In 2014, Baker Mitchell’s for-profit charter chain was investigated by the U.S. Departnent of Education for financial issues. Mitchell, who is not an educator, won a fourth charter. “Mitchell has collected in the neighborhood of $16 million in taxpayer funds over the past five years for managing three other charter schools in southeastern N.C. Brunswick County Schools Superintendent Dr. Edward Pruden is locked in a battle with Mitchell, hoping to convince State Board of Ed members to scrutinize his management practices and hold off awarding him more charters to open up schools.”

North Carolina teacher-blogger Stuart Egan called out Baker Mitchell in 2019 after Mitchell wrote a defense of charters in the Wall Street Journal. Egan pointed out that Mitchell’s Roger Bacon Academies are highly segregated and do not outperform public schools.

ProPublica wrote a report about Baker Mitchell and his charter school profiteering.

Mitchell is a member of the board of the libertarian John Locke Foundation and sat on the state charter school advisory board.

Best of all the Baker Mitchell is the pledge that students recite daily, as reported by Charlotte Magazine:

“Try to forget for a minute the outrage of wealthy businessman Baker Mitchell using North Carolina’s nascent charter school system to funnel millions of public dollars through four Wilmington-area charter schools he runs to private companies he controls, as detailed in an outstanding piece of reporting by ProPublica this week.

“Set aside the obvious conflict of interest in that arrangement, and Mitchell’s none-of-your-damn-business attitude about it: “It’s so silly. Undue influence, blah blah blah.” (He actually said that.)

“Look past his service with Art Pope on the John Locke Foundation board, and the world of symbolism in this paragraph:

To Mitchell, his schools are simply an example of the triumph of the free market. “People here think it’s unholy if you make a profit” from schools, he said in July, while attending a country-club luncheon to celebrate the legacy of free-market sage Milton Friedman.

□ □ □ □ □ □ □

→ **Aim 1**
In the charter school excerpt, which foundation's board is Mitchell a member of?

[Coordinate labeling data]
□ □ □ □ □ □ □

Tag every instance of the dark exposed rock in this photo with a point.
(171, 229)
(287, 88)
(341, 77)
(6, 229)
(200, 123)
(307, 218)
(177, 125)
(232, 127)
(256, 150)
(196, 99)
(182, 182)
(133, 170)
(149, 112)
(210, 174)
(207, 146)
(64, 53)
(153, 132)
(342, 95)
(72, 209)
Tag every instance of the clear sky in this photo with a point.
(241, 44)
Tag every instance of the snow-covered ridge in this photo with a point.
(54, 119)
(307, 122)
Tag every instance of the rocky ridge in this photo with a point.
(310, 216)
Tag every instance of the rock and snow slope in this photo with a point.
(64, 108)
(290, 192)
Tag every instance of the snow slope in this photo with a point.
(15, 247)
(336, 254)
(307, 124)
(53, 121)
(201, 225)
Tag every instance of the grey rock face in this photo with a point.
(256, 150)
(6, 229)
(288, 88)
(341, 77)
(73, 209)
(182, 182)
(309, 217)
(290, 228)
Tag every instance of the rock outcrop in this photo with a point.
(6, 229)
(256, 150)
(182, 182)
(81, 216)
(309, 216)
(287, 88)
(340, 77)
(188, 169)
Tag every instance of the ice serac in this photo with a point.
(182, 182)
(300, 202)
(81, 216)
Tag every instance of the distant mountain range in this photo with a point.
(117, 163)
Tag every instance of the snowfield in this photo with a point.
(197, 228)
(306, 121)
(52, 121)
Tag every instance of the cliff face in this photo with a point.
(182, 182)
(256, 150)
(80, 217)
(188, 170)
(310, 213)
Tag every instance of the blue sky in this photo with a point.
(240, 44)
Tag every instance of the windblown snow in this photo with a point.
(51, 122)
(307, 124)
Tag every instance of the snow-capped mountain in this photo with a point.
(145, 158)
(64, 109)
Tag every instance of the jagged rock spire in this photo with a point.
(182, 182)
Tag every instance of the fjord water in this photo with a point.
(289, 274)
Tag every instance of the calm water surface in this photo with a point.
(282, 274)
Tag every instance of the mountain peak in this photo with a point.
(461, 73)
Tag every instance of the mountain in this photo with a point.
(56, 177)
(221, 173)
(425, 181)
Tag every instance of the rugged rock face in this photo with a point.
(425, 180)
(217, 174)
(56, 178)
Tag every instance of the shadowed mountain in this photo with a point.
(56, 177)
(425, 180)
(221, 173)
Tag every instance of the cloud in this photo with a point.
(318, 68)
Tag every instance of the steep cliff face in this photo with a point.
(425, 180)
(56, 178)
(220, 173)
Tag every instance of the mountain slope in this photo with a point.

□ □ □ □ □ □ □

→ **Aim 2**
Transcribe the portion of the listing that starts at the line containing "Tag every instance of the cloud" and runs through the listing's last line, both ends included, reproducing each line without change.

→ **Exercise output 1**
He is a member of the board of the libertarian John Locke Foundation.

→ **Exercise output 2**
Tag every instance of the cloud in this photo with a point.
(318, 68)
Tag every instance of the steep cliff face in this photo with a point.
(425, 180)
(56, 178)
(220, 173)
Tag every instance of the mountain slope in this photo with a point.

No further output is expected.